- _Task_:
Recast all of the records below as a numbered list, skipping any blank lines.

[Part of a data file]
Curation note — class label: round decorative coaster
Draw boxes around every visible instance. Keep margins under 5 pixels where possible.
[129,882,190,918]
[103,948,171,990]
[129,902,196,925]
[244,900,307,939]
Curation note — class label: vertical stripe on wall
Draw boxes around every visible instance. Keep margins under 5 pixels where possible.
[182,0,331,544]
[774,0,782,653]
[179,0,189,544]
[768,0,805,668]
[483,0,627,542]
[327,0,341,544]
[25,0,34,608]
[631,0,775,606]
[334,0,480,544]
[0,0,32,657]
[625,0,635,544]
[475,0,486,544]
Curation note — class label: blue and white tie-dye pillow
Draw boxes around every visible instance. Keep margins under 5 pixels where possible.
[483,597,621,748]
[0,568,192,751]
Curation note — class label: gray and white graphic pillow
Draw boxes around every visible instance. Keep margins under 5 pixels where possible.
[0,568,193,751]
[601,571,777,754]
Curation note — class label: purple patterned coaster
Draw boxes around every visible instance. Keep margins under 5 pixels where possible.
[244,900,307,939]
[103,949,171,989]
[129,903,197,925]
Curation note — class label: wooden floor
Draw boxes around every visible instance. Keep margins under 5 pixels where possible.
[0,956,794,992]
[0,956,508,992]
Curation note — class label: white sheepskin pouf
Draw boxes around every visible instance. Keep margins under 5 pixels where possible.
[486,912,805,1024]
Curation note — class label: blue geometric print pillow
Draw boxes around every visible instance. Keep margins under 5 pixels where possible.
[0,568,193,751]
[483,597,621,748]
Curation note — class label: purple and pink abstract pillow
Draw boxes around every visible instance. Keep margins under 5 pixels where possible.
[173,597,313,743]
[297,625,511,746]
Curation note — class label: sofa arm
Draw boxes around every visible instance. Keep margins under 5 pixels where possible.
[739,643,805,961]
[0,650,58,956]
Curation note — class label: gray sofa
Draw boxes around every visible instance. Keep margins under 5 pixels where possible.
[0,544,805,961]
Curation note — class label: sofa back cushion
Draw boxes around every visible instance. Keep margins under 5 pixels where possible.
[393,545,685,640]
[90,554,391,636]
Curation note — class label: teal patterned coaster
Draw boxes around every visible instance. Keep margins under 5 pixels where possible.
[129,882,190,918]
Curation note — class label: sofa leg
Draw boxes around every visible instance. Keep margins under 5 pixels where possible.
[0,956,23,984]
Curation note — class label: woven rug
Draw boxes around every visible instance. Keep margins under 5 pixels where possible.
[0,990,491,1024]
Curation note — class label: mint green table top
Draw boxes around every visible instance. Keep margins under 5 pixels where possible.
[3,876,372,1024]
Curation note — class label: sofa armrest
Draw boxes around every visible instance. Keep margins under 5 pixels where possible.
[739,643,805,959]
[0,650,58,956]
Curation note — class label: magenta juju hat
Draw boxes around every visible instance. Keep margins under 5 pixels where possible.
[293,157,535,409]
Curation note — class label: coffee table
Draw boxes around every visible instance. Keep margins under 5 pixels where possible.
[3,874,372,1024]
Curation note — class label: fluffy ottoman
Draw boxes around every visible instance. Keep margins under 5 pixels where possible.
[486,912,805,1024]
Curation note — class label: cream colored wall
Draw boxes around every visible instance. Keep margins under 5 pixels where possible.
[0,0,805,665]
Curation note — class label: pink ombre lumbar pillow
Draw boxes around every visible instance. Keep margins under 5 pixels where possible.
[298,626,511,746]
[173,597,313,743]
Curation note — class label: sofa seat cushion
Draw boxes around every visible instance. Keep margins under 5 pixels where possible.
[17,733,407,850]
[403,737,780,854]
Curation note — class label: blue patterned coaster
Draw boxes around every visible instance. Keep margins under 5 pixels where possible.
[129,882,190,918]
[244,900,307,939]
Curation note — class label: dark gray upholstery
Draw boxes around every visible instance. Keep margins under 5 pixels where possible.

- _Task output_:
1. Curation note — class label: round decorative coaster
2. Draw boxes around every visible instance. Keep margins under 5 pixels where possible.
3. [129,882,190,918]
4. [103,948,171,990]
5. [129,902,196,925]
6. [244,900,307,939]
7. Curation note — class label: vertical stripe on wall
8. Draw boxes around every visible instance. Keep margins under 5 pixels where possible.
9. [182,0,331,544]
10. [774,0,782,653]
11. [179,0,189,544]
12. [768,0,805,668]
13. [483,0,627,542]
14. [327,0,341,544]
15. [25,0,34,608]
16. [631,0,775,606]
17. [334,0,480,544]
18. [0,0,32,657]
19. [625,0,635,544]
20. [475,0,486,544]
21. Curation note — class label: blue and white tie-dye pillow
22. Draw boxes around every visible instance. Keep margins under 5 pixels where possible.
23. [483,597,621,748]
24. [0,568,192,751]
25. Curation note — class label: gray and white graphic pillow
26. Draw boxes around every visible instance. Keep margins under 5 pixels where possible.
27. [0,568,193,751]
28. [601,571,777,754]
29. Curation note — class label: purple patterned coaster
30. Draw boxes around every visible instance. Keep margins under 5 pixels where possible.
31. [244,900,307,939]
32. [103,949,171,989]
33. [129,903,197,925]
34. Curation note — class label: wooden floor
35. Draw boxes around every visible instance. Keep margins under 5 pixels where possible.
36. [0,956,794,992]
37. [0,956,508,992]
38. Curation note — class label: white sheepskin pouf
39. Draw boxes around every visible instance. Keep margins under 5 pixels where possible.
40. [486,912,805,1024]
41. Curation note — class label: blue geometric print pillow
42. Draw boxes around every visible instance. Keep margins under 5 pixels where possible.
43. [0,568,193,751]
44. [483,597,621,748]
45. Curation note — class label: purple and pink abstract pillow
46. Draw boxes around every visible instance. Keep margins under 5 pixels where possible.
47. [173,597,313,743]
48. [297,625,511,746]
49. Curation note — class label: sofa arm
50. Draw boxes around every visible instance. Keep margins under 5 pixels where possible.
51. [739,643,805,961]
52. [0,650,58,956]
53. Curation note — class label: gray sofa
54. Draw boxes around every visible instance. Keep margins under 5 pixels where possible.
55. [0,544,805,961]
56. Curation note — class label: sofa back cushion
57. Draw boxes around every visible instance. Keep margins under 5 pixels where possible.
58. [393,545,685,640]
59. [90,554,391,636]
60. Curation note — class label: teal patterned coaster
61. Draw boxes around every visible instance. Keep margins under 5 pixels where possible.
62. [129,882,190,918]
63. Curation note — class label: sofa leg
64. Draw boxes around every visible instance. Keep margins under 5 pixels where possible.
65. [0,956,23,984]
66. Curation note — class label: woven rug
67. Draw boxes around every visible instance. Keep margins under 5 pixels where possible.
68. [0,990,491,1024]
69. Curation note — class label: mint green table top
70. Draw boxes around every visible instance. Keep margins under 5 pixels where possible.
71. [3,876,372,1024]
72. Curation note — class label: sofa armrest
73. Draw boxes around every visible instance. Keep margins under 5 pixels where possible.
74. [739,643,805,959]
75. [0,650,58,956]
76. Curation note — class label: magenta juju hat
77. Draw boxes around every visible instance. Keep margins under 5 pixels where possible.
78. [293,157,535,409]
79. Curation note — class label: coffee table
80. Draw boxes around every visible instance. Keep margins under 5 pixels where possible.
81. [3,874,372,1024]
82. Curation note — class label: fluffy ottoman
83. Draw boxes around every visible instance. Keep margins under 5 pixels where possible.
84. [486,912,805,1024]
85. Curation note — class label: cream colored wall
86. Draw boxes around every visible instance. Keep margins under 5 pixels where possible.
87. [0,0,805,665]
88. Curation note — class label: pink ombre lumbar pillow
89. Draw boxes around every visible instance. Keep margins under 5 pixels where possible.
90. [298,626,511,746]
91. [173,597,313,743]
92. Curation note — class label: sofa seat cushion
93. Draw boxes around every visible instance. Keep margins under 5 pixels where possible.
94. [17,733,407,850]
95. [403,737,780,854]
96. Curation note — class label: blue patterned coaster
97. Draw boxes around every visible instance. Keep margins under 5 pixels where possible.
98. [129,882,190,918]
99. [244,900,307,939]
100. Curation note — class label: dark gray upholstery
101. Draw boxes around every visible instance. Keep margins under 5 pixels where possible.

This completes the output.